* **Page**
** Begin **
Import Libraries and Define Constants

In [1]:
import os
import numpy as np
import torch
import torch.nn as nn
import torch.optim as optim
from torch.utils.data import DataLoader, Dataset
from torchvision import transforms
from torchsummary import summary
from sklearn.model_selection import train_test_split
from PIL import Image
import cv2  # OpenCV
import matplotlib.pyplot as plt
from tqdm import tqdm

In [2]:
IMAGE_SIZE = 64
BATCH_SIZE = 32
NUM_CLASSES = 16  # Assuming you have 15 different cat breeds
NUM_EPOCHS = 100

Establish Path to Directories

In [None]:
data_dir = 'CatBreeds/Gano-Cat-Breeds-V1_1'
preprocessed_dir = 'catbreeds-preprocessed-vj'
if not os.path.exists(data_dir):
    raise FileNotFoundError(f"The directory '{data_dir}' does not exist.")

Load Pre-Trained Haar Cascade

In [None]:
cat_face_cascade = cv2.CascadeClassifier('haarcascade_frontalcatface_extended.xml')

Crop the Data with Viola-Jones and Haar-Like features

In [None]:
def preprocess_images_vj(input_dir, output_dir):
    if not os.path.exists(output_dir):
        os.makedirs(output_dir)
    
    # Get the total number of images to preprocess
    total_images = sum(len(files) for _, _, files in os.walk(input_dir))
    
    with tqdm(total=total_images, desc='Preprocessing Images') as pbar:
        for label in os.listdir(input_dir):
            label_dir = os.path.join(input_dir, label)
            output_label_dir = os.path.join(output_dir, label)
            if not os.path.exists(output_label_dir):
                os.makedirs(output_label_dir)
            for filename in os.listdir(label_dir):
                input_path = os.path.join(label_dir, filename)
                img = cv2.imread(input_path)
                gray = cv2.cvtColor(img, cv2.COLOR_BGR2GRAY)
                cat_faces = cat_face_cascade.detectMultiScale(gray, scaleFactor=1.1, minNeighbors=3, minSize=(30, 30))
                if len(cat_faces) > 0:
                    x, y, w, h = cat_faces[0]
                    face_img = img[y:y+h, x:x+w]
                    output_path = os.path.join(output_label_dir, filename)
                    cv2.imwrite(output_path, face_img)
                pbar.update(1)  # Update the loading bar

In [None]:
preprocess_images_vj(data_dir, preprocessed_dir)
** End **
* **Task set**
a) Reproduce the notebook starting with "with tqdm(total=total_images, desc='Preprocessing" and going on through "label_dir = os.path.join(input_dir, label)", substituting "progress_bar" for every "pbar".
b) Summarize the notebook in two sentences.
The data after this point comes from a different source.

* **Dataset excerpt**
** Begin **
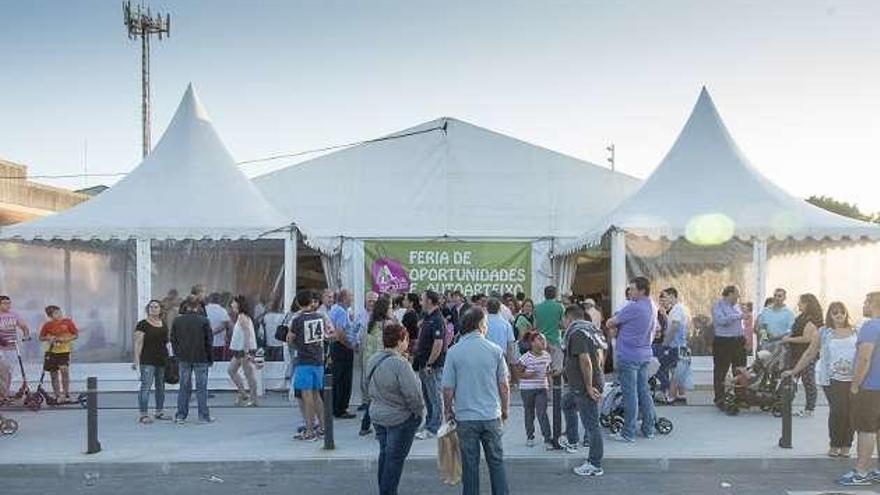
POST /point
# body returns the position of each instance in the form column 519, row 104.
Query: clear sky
column 797, row 81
** End **
* **Solutions per task**
a)
with tqdm(total=total_images, desc='Preprocessing Images') as progress_bar:
        for label in os.listdir(input_dir):
            label_dir = os.path.join(input_dir, label)

b) The notebook imports libraries such as PyTorch, OpenCV, and scikit-learn and sets constants for an image size of 64, a batch size of 32, 16 classes, and 100 epochs. It then loads a pre-trained Haar cascade for frontal cat faces and defines and runs a function that uses the Viola-Jones approach to detect a cat face in each image, crops the first face found, and saves it to a preprocessed directory organized by label.